[EXERCISE DATA]
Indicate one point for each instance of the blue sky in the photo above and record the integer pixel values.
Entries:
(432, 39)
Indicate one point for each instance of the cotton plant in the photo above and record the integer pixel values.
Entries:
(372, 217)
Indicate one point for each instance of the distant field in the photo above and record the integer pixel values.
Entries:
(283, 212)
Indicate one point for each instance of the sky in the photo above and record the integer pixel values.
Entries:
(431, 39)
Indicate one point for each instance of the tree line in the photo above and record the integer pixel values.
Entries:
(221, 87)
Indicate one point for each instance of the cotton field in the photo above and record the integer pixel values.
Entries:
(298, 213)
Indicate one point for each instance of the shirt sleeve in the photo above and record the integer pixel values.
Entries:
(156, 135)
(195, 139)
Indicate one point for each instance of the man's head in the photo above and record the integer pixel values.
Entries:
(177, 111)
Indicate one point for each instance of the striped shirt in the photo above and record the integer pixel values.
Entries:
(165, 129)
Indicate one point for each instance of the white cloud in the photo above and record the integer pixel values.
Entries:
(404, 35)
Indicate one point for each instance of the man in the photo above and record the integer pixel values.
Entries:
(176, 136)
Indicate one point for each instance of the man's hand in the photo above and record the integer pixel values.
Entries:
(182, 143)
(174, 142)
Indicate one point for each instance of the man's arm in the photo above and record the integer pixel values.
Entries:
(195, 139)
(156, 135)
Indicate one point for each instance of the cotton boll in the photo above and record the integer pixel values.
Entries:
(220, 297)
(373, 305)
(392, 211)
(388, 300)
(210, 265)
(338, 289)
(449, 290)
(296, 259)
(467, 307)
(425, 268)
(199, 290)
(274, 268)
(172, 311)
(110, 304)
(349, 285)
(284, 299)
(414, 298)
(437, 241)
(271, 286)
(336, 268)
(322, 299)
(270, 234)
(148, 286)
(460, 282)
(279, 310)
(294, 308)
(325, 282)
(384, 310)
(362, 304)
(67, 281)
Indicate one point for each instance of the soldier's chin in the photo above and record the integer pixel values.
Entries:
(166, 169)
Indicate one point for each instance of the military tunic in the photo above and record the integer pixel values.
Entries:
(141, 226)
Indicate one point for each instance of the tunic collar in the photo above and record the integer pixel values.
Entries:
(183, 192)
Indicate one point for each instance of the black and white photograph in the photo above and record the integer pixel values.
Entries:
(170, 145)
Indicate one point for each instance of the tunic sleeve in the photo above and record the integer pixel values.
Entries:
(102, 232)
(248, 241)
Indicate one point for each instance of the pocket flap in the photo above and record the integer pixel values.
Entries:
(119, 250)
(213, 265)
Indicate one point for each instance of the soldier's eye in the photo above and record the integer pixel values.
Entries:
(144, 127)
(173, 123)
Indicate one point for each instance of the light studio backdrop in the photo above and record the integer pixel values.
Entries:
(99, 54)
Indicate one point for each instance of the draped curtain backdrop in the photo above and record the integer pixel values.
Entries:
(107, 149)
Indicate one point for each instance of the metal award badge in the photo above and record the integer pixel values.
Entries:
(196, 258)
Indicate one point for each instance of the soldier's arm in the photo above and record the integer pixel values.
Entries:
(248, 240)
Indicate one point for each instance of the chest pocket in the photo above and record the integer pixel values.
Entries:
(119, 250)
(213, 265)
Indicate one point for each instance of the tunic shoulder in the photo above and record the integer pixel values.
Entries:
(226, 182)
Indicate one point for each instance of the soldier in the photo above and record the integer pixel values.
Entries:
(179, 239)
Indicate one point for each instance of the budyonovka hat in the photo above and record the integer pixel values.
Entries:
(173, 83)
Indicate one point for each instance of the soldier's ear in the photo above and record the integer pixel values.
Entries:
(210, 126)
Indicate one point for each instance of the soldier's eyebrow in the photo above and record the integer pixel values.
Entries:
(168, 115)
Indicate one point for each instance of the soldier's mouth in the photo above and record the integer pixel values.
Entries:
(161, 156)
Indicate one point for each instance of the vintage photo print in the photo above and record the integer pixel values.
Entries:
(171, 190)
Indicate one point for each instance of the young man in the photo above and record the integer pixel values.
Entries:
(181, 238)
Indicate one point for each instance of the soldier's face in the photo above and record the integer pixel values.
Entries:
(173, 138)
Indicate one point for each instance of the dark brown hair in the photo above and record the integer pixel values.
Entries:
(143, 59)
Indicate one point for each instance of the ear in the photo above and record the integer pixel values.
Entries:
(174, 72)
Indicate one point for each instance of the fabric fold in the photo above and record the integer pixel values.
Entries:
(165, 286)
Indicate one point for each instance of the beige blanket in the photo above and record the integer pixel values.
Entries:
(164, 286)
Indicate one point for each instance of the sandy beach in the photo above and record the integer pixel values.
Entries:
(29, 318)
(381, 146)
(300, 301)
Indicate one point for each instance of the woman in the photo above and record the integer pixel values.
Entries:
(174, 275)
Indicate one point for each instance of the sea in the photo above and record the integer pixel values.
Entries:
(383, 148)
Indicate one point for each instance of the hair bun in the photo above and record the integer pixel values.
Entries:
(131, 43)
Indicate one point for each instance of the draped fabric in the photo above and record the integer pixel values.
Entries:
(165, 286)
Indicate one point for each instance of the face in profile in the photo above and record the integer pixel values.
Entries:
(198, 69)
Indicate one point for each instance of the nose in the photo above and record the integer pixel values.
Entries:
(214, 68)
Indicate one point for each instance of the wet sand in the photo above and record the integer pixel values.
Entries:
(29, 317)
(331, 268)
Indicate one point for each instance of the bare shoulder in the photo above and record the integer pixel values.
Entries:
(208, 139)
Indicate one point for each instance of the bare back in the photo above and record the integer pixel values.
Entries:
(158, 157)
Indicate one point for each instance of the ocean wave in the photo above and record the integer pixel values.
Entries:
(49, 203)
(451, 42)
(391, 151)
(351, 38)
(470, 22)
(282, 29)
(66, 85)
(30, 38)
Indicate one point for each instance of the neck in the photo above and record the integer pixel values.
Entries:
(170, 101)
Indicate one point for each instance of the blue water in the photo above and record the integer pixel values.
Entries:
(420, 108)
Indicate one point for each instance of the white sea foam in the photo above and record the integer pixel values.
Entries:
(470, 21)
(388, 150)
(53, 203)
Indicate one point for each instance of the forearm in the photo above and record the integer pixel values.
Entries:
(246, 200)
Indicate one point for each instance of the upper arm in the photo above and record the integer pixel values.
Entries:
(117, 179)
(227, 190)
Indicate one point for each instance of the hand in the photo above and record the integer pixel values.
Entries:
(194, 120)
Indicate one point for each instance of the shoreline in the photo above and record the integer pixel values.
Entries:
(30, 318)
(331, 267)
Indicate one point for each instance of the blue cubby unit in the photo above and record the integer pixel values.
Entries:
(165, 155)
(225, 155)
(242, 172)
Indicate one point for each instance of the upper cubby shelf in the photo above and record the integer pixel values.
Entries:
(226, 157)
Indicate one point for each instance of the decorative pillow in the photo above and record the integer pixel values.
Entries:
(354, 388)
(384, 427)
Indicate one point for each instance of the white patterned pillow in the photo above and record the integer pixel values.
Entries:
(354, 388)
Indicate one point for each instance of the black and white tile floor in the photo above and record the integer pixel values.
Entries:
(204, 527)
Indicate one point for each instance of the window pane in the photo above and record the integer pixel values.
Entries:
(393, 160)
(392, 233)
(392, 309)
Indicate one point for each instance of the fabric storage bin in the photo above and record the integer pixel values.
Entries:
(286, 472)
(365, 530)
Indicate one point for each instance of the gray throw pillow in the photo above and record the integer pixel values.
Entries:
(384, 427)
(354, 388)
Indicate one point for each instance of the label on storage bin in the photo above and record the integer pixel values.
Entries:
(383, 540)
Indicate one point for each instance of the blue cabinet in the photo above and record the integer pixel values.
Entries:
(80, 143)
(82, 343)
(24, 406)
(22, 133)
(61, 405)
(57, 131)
[/EXERCISE DATA]
REQUIRED ACTION: Retype all of the data word for word.

RESULT FOR THIS TASK:
Indicate one point for each instance of the blue sky in the photo above and record the integer pixel values.
Entries:
(432, 39)
Indicate one point for each instance of the cotton plant in the photo above and record the integer pixel values.
Entries:
(372, 217)
Indicate one point for each instance of the distant field in the photo above and record the integer pixel values.
Entries:
(283, 212)
Indicate one point for each instance of the sky in the photo above and record the integer pixel values.
Entries:
(431, 39)
Indicate one point for each instance of the tree line in the photo above and record the integer pixel values.
Entries:
(221, 87)
Indicate one point for each instance of the cotton field in the photo above and record the integer pixel values.
Entries:
(298, 213)
Indicate one point for each instance of the shirt sleeve in the photo above and record the integer pixel values.
Entries:
(156, 135)
(195, 139)
Indicate one point for each instance of the man's head in the photo above and record the integer pixel values.
Entries:
(177, 111)
Indicate one point for each instance of the striped shirt in the photo above and record the integer pixel values.
Entries:
(165, 129)
Indicate one point for each instance of the white cloud in the photo above and record the integer pixel values.
Entries:
(404, 35)
Indicate one point for each instance of the man in the photo above and record the integer pixel values.
Entries:
(176, 136)
Indicate one point for each instance of the man's hand in the photo above and record the integer pixel values.
Entries:
(182, 143)
(174, 142)
Indicate one point for each instance of the man's arm in the photo above and record the integer pixel values.
Entries:
(195, 139)
(156, 135)
Indicate one point for each instance of the cotton boll in the photo above and record the integer pixel values.
Entries:
(220, 297)
(373, 305)
(392, 211)
(388, 300)
(210, 265)
(338, 289)
(449, 290)
(296, 259)
(467, 307)
(425, 268)
(199, 290)
(274, 268)
(172, 311)
(110, 304)
(349, 285)
(284, 299)
(414, 298)
(437, 241)
(271, 286)
(336, 268)
(322, 299)
(270, 234)
(148, 286)
(460, 282)
(279, 310)
(294, 308)
(325, 282)
(384, 310)
(362, 304)
(67, 281)
Indicate one point for each instance of the soldier's chin in the photo above and record the integer pixel values.
Entries:
(166, 169)
Indicate one point for each instance of the military tunic in the photo above and record the integer pixel values.
Entries:
(141, 226)
Indicate one point for each instance of the tunic collar in the photo above and record the integer pixel values.
Entries:
(183, 192)
Indicate one point for each instance of the black and white photograph in the photo above and record the integer pixel values.
Entries:
(170, 145)
Indicate one point for each instance of the tunic sleeve in the photo above and record the integer pixel values.
Entries:
(102, 232)
(248, 241)
Indicate one point for each instance of the pocket flap in the photo above and record the integer pixel values.
Entries:
(119, 250)
(213, 265)
Indicate one point for each instance of the soldier's eye in the photo above and record the integer pixel values.
Entries:
(144, 127)
(173, 123)
Indicate one point for each instance of the light studio backdrop in the photo above and record the integer pixel values.
Entries:
(99, 54)
Indicate one point for each instance of the draped curtain backdrop in the photo above and record the integer pixel values.
Entries:
(107, 149)
Indicate one point for each instance of the metal award badge in the photo above and record the integer pixel values.
Entries:
(196, 258)
Indicate one point for each instance of the soldier's arm in the photo above and record the integer pixel values.
Entries:
(248, 240)
Indicate one point for each instance of the chest pocket in the photo above and record the integer pixel values.
Entries:
(119, 250)
(213, 265)
Indicate one point for each instance of the tunic shoulder in the photo above and record the integer pixel values.
Entries:
(226, 182)
Indicate one point for each instance of the soldier in the photo above and record the integer pixel values.
Entries:
(179, 239)
Indicate one point for each instance of the budyonovka hat in the photo above and record the integer pixel values.
Entries:
(173, 83)
Indicate one point for each instance of the soldier's ear in the photo above and record the integer pixel values.
Entries:
(210, 126)
Indicate one point for each instance of the soldier's eyebrow in the photo above and record the integer pixel values.
Entries:
(168, 115)
Indicate one point for each instance of the soldier's mouth in the photo above and record the integer pixel values.
Entries:
(161, 156)
Indicate one point for each instance of the vintage photo print in the photo above and record the integer pixel values.
Entries:
(171, 190)
Indicate one point for each instance of the young man in the photo above and record the integer pixel values.
Entries:
(181, 238)
Indicate one point for each instance of the soldier's face in the photo above and record the integer pixel values.
Entries:
(173, 138)
Indicate one point for each instance of the dark brown hair in the photo above and record the integer pixel values.
Entries:
(143, 59)
Indicate one point for each instance of the ear in the photo above and record the integer pixel values.
Entries:
(174, 72)
Indicate one point for each instance of the fabric fold in the photo above and record the integer pixel values.
Entries:
(165, 286)
Indicate one point for each instance of the beige blanket in the photo above and record the integer pixel values.
Entries:
(164, 286)
Indicate one point for each instance of the sandy beach in the photo above and record the integer pixel values.
Entries:
(29, 318)
(381, 146)
(300, 301)
Indicate one point for each instance of the woman in the photo above and record the integer pixel values.
Entries:
(174, 275)
Indicate one point for each instance of the sea in the photo above and record the integer pixel values.
Entries:
(383, 148)
Indicate one point for each instance of the hair bun in the photo above and record the integer pixel values.
Entries:
(131, 43)
Indicate one point for each instance of the draped fabric in the photo above and record the integer pixel values.
Entries:
(165, 286)
Indicate one point for each instance of the face in profile in the photo above and record the integer pixel values.
Entries:
(198, 69)
Indicate one point for each instance of the nose in the photo above and record the integer pixel values.
Entries:
(214, 68)
Indicate one point for each instance of the wet sand in the photo above and record the integer pixel values.
Entries:
(29, 317)
(331, 268)
Indicate one point for each instance of the bare shoulder in the photo above and record the integer pixel values.
Entries:
(208, 139)
Indicate one point for each instance of the bare back in the photo above and record the integer pixel values.
Entries:
(158, 157)
Indicate one point for each instance of the ocean wave in the photo above and record the integer pixel values.
Entries:
(49, 203)
(451, 42)
(391, 151)
(351, 38)
(470, 22)
(282, 29)
(66, 85)
(30, 38)
Indicate one point for each instance of the neck in the photo above and record the integer pixel values.
Entries:
(170, 101)
Indicate one point for each instance of the blue water in the photo above and record the integer pixel values.
Entries:
(420, 108)
Indicate one point for each instance of the white sea foam in the photo above and record the integer pixel values.
Entries:
(470, 21)
(388, 150)
(53, 203)
Indicate one point for each instance of the forearm in the photo above and record the integer pixel values.
Entries:
(246, 200)
Indicate one point for each instance of the upper arm in the photo above and record the integer pixel values.
Entries:
(117, 179)
(227, 190)
Indicate one point for each instance of the hand in the photo above and record the integer pixel values.
Entries:
(194, 120)
Indicate one point for each instance of the shoreline in the photo above and record the integer pixel values.
Entries:
(30, 318)
(331, 267)
Indicate one point for each instance of the blue cubby unit in the photo above and record the integer pixel values.
Entries:
(165, 155)
(225, 155)
(242, 172)
Indicate one point for each instance of the upper cubby shelf in the photo above and record the integer pixel values.
Entries:
(226, 157)
Indicate one point for each instance of the decorative pillow in the photo above and record the integer pixel values.
Entries:
(354, 388)
(384, 427)
Indicate one point for each instance of the white patterned pillow in the photo above and record the integer pixel values.
Entries:
(354, 388)
Indicate one point for each instance of the black and white tile floor in the photo above and record the integer pixel values.
Entries:
(204, 527)
Indicate one point for each instance of the window pane in the photo above and record the integer pixel values.
Entries:
(393, 160)
(392, 233)
(392, 309)
Indicate one point for each instance of the fabric storage bin in the photo above and record the integer pixel values.
Entries:
(286, 472)
(365, 530)
Indicate one point for each instance of the gray throw pillow in the photo above and record the integer pixel values.
Entries:
(384, 427)
(354, 388)
Indicate one point for each instance of the label on storage bin in the photo above and record the integer pixel values.
Entries:
(383, 540)
Indicate one point for each instance of the blue cabinet in the photo above and record the integer pixel values.
Entries:
(80, 143)
(82, 343)
(24, 406)
(22, 133)
(61, 405)
(57, 131)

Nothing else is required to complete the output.